→ OBJECTIVE: Render all of the records below as a JSON array of strings, with one string per line and blank lines omitted. Leave the pictures out.

→ MATERIAL:
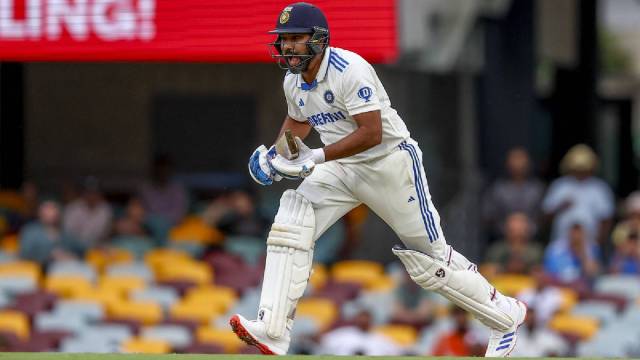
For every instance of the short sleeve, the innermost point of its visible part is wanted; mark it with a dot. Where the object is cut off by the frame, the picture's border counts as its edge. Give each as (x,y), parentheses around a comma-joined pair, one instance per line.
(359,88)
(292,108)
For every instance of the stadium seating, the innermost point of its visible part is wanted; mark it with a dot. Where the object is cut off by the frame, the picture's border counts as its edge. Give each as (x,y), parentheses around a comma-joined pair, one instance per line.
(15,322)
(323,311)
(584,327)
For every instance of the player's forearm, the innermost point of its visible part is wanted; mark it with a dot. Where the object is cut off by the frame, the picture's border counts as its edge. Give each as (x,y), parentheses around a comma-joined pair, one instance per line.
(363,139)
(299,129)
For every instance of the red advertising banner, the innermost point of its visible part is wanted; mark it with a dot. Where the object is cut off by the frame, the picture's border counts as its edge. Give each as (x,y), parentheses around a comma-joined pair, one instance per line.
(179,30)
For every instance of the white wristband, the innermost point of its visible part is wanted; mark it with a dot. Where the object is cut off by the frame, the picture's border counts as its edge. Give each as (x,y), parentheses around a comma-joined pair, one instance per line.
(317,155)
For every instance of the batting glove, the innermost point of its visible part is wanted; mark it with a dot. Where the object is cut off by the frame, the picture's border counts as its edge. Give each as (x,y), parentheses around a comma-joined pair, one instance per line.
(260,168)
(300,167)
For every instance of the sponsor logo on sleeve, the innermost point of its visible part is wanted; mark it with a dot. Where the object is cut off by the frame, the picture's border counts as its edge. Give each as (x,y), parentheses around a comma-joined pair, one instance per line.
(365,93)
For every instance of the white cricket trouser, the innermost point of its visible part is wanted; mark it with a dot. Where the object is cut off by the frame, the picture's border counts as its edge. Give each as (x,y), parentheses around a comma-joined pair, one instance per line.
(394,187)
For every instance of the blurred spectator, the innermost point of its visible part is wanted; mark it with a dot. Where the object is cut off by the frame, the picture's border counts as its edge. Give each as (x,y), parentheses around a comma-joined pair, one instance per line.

→ FINISHED TASK:
[
  "For every instance of the short sleeve, the innermost point of its visible part is wanted; mark it with a dot. Where the object is cut off by the frame, the picture's border counts as its edge. Give each as (x,y), parentheses around a comma-joined pair, one instance per line.",
  "(359,88)",
  "(292,108)",
  "For every instance of the stadium seating, the innermost point of its visible part is wanted; mark it with a dot. Where the object is cut off by the frame, the picture's border counts as its edge. Give each as (x,y), parentheses around a comma-joined pair, one instance per line.",
  "(15,322)",
  "(323,311)",
  "(584,327)",
  "For every instance of the player's forearm, the innermost point of its visible part is wanted; mark it with a dot. Where the object is cut off by the frame, the picture's border counts as its edge. Give each as (x,y), parentheses around a comma-joined pair, one instance per line.",
  "(363,139)",
  "(299,129)",
  "For every instance of the red advertising banner, the innermost point of its visible part is wanted; mark it with a dot. Where the object is cut off by the frame, the picture's border counts as its edge. Give each as (x,y), parentheses around a comma-joined pair, one instance per line.",
  "(179,30)",
  "For every instance of the white wristband, the innermost point of its visible part is wanted; mark it with a dot. Where the object is cut off by the frame, the picture's border counts as its edge. Give each as (x,y), parentheses around a comma-joined pair, one instance per line.",
  "(317,155)",
  "For every instance of the batting glove, the innermost point of its visible part is wanted; mark it with a dot. Where the object is cut off by the frame, the picture's border counts as its edge. Give each as (x,y), parentheses around a comma-joined pair, one instance per line.",
  "(260,168)",
  "(300,167)",
  "For every instance of the sponsor logo on sleeve, the innermost point of its visible part is wanted; mark it with a dot. Where the object is cut off by the frame, the picture's border counts as its edge. Give each as (x,y), parentheses around a comma-joined pair, one instance per line.",
  "(365,93)",
  "For every instance of the white cricket trouser, the innermost point of its visible part is wanted; mark it with a dot. Where the object is cut off by the frame, the picture's border counts as its edge. Give each as (x,y), parentheses around a comma-joined pair, one instance per line.",
  "(394,187)",
  "For every instance of the blurred spectator, the innermost point of its visible part is wanted; mark it with a dot. Where the object is cut off by the frame, the picture's border counts as its edge. Give each as (x,y), parentheses around a comma-joined pair, one instance per line."
]